[[ Text shown open ]]

We prospectively analyzed the association of miRNA expression with disease-free survival (DFS) in breast cancer patients in both the training set and validation set. At the time of analysis, the median follow-up time was 31 months (2.58 years). MiR-222-3p was significantly associated with DFS. In the log-rank univariate survival analysis, DFS in the high expression group was significantly inferior to that in the low expression counterpart (log-rank P = 0.0386; Fig. 3A). In the multivariate survival analysis, miR-222-3p was an independent prognostic factor of DFS (HR = 13.19; 95% CI, 1.06–163.59; P = 0.045; Table 2). We did not find an independent prognostic value of miR-130b-5p, miR-151a-5p or miR-206 in either the univariate or multivariate survival analysis. On the other hand, the number of highly expressed miRNAs varied by patient. Patients with three or more highly expressed miRNAs had shorter DFS than patients with 0–2 highly expressed miRNAs (log-rank P = 0.0038; Fig. 3B; HR = 2.293; 95% CI, 1.128–0.662; P = 0.022; Table 3).

Fig. 3: The Kaplan-Meier survival curve for disease-free survival in the breast cancer patients.
figure 3

(A) Analysis by the expression of miR-222-3p. (B) Analysis by the number of highly expressed miRNAs.

Table 2 Multivariate survival analysis of miR-222-3p expression and disease-free survival
Table 3 Multivariate survival analysis of numbers of highly expressed miRNAs and disease-free survival

Functional analysis of miRNAs

In total, 1590 genes were predicted by at least two miRNA target databases, and 136 overlapped in three databases (Supplementary Fig. S5A). According to the GO analysis, target genes were divided into different kinds of biological processes, including positive regulation of cellular process and system development (Supplementary Fig. S5B). In the KEGG pathway analysis, it was predicted that four miRNAs might participate in many signal transduction pathways. The 10 most enriched signaling pathways were dorso-ventral axis formation, renal cell carcinoma, pathways in cancer, MAPK signaling pathway, estrogen signaling pathway, ras signaling pathway, erbB signaling pathway, rap1 signaling pathway, regulation of actin cytoskeleton, and proteoglycans in cancer (Supplementary Fig. S5C).

Discussion

Circulating miRNAs are emerging as innovatively promising biomarkers for the detection of breast cancer at an early stage, prediction of prognosis, and monitoring of the effect of therapy18. This study focused on the potential diagnostic and prognostic role of the downregulated serum miRNAs of early breast cancer patients after tumor resection. In this study, we first identified that four serum miRNAs (miR-130b-5p, miR-151a-5p, miR-206, and miR-222-3p) decline after surgery, and this novel miRNA panel has promising diagnostic value as a set of non-invasive biomarkers for early breast cancer. To our knowledge, this is also the first time that the prognostic value of circulating miR-222-3p and the combined four miRNAs is highlighted for breast cancer.

[[ Text shown closed ]]

Exercise aim » Translate into Spanish this sentence from the passage on serum miRNAs in breast cancer: "At the time of analysis, the median follow-up time was 31 months (2.58 years)."

[[ Supplied material open ]]

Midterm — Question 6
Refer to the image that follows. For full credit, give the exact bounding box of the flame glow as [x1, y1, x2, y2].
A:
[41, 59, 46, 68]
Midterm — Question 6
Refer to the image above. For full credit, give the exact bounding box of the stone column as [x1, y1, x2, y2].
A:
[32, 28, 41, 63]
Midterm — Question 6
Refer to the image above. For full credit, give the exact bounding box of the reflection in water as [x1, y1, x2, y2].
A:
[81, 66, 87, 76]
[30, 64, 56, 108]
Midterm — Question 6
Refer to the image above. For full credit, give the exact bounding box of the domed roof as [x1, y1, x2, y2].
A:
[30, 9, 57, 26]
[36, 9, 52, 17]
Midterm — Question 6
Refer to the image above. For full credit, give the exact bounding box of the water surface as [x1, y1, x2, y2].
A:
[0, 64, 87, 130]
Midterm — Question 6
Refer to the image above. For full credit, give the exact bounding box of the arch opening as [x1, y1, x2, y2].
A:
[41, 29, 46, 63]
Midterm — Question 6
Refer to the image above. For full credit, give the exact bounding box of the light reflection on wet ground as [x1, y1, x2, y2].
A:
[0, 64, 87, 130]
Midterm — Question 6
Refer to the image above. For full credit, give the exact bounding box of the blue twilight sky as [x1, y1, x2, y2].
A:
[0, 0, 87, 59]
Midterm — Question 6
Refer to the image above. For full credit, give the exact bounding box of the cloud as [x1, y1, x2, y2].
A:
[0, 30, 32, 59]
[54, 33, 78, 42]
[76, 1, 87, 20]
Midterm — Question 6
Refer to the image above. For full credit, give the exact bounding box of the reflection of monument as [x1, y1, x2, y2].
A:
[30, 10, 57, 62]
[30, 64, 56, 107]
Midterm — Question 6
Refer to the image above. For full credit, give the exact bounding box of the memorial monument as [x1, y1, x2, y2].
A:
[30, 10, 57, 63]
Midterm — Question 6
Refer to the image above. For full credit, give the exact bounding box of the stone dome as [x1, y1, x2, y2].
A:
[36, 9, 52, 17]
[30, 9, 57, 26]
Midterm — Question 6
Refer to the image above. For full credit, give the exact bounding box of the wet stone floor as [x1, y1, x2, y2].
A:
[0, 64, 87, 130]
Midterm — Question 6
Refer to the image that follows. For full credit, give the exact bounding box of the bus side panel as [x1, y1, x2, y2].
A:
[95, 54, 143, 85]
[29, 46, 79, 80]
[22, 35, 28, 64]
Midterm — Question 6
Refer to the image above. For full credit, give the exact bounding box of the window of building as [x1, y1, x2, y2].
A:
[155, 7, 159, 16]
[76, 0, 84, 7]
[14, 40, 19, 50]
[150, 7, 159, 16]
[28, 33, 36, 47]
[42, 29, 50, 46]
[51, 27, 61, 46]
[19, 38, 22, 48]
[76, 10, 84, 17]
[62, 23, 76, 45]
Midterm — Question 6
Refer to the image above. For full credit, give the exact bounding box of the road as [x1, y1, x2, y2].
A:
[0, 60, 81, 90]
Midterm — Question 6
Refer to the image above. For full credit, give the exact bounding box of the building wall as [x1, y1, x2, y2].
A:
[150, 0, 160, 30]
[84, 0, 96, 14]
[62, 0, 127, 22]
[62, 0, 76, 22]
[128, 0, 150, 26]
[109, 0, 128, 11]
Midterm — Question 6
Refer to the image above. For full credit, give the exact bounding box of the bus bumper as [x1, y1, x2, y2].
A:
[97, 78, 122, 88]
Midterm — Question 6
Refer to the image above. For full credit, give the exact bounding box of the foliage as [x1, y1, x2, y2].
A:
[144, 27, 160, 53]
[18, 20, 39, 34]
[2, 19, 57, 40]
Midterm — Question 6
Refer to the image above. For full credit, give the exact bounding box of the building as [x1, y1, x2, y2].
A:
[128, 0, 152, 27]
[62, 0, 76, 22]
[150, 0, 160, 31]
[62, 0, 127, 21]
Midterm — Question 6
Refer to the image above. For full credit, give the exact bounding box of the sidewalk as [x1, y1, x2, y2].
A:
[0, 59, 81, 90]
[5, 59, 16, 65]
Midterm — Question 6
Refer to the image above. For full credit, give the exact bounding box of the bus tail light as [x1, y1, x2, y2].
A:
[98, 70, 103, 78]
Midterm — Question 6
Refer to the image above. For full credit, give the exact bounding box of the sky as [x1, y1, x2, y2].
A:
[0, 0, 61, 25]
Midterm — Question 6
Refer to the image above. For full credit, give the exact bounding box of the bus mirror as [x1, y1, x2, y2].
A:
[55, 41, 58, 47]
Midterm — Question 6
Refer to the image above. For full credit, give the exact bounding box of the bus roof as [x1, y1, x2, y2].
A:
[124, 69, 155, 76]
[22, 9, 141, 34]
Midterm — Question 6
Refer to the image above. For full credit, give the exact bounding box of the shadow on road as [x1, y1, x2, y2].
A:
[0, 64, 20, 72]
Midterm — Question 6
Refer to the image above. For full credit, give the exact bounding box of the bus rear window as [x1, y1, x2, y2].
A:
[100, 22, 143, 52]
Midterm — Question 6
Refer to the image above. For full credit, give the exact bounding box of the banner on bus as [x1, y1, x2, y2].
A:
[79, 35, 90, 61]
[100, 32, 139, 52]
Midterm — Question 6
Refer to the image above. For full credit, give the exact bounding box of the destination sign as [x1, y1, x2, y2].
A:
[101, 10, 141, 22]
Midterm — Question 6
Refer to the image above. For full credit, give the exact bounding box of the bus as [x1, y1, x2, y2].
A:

[[ Supplied material closed ]]

Answer to this task » En el momento del análisis, la mediana del tiempo de seguimiento era de 31 meses (2,58 años).